[Bounding-box records]
——————

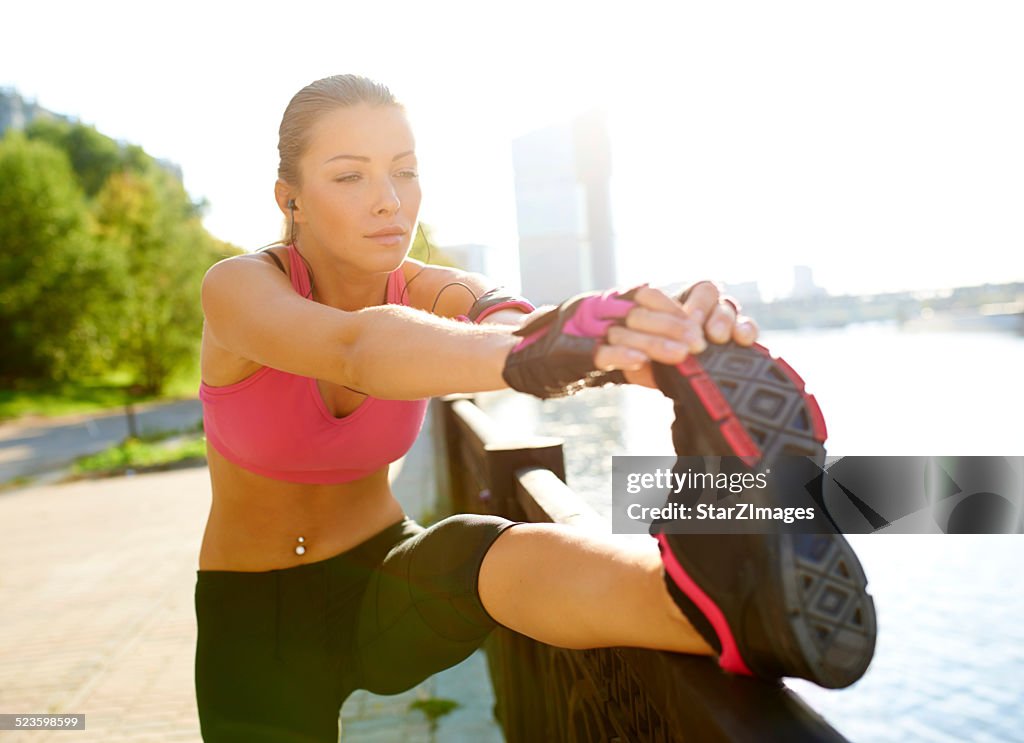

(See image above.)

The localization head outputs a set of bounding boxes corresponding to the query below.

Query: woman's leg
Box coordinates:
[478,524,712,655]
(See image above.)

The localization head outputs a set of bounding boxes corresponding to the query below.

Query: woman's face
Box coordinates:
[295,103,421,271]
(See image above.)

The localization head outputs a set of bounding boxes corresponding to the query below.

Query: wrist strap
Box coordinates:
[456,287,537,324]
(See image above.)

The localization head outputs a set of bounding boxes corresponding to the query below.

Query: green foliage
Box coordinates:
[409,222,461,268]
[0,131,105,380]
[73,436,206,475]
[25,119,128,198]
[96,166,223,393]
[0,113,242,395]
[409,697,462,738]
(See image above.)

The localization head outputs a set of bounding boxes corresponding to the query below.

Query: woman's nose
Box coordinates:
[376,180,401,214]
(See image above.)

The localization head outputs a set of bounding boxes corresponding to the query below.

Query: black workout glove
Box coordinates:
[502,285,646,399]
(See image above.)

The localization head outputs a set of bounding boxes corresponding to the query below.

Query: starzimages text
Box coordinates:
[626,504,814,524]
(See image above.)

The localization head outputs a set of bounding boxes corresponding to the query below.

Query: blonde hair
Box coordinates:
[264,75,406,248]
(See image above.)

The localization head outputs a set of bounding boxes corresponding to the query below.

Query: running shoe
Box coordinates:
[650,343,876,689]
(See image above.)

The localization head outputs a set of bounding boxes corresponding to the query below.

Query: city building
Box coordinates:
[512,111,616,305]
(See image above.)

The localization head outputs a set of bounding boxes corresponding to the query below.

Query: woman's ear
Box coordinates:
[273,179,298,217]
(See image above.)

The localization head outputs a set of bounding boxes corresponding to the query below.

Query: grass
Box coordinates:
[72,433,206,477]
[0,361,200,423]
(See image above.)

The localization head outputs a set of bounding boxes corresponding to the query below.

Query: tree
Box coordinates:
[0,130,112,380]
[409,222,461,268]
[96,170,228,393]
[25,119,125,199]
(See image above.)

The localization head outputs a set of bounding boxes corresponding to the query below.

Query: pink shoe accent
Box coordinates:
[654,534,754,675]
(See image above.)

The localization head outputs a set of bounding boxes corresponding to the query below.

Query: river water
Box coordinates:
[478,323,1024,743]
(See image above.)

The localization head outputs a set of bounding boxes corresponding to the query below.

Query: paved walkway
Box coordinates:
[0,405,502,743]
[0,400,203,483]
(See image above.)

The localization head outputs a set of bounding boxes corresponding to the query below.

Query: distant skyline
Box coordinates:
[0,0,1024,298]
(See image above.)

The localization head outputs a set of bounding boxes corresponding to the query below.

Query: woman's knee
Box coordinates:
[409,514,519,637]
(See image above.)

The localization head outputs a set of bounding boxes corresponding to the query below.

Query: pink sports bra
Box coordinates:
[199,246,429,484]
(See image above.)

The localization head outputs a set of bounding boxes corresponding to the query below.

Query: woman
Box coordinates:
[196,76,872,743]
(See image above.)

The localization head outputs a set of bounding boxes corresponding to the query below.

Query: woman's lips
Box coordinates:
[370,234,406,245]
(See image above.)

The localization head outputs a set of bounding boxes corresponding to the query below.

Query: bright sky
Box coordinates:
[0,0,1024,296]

——————

Which lines of the material contain the word "pink"? Find them and copy each one out.

## Written solution:
Query: pink shoe accent
Query: pink sports bra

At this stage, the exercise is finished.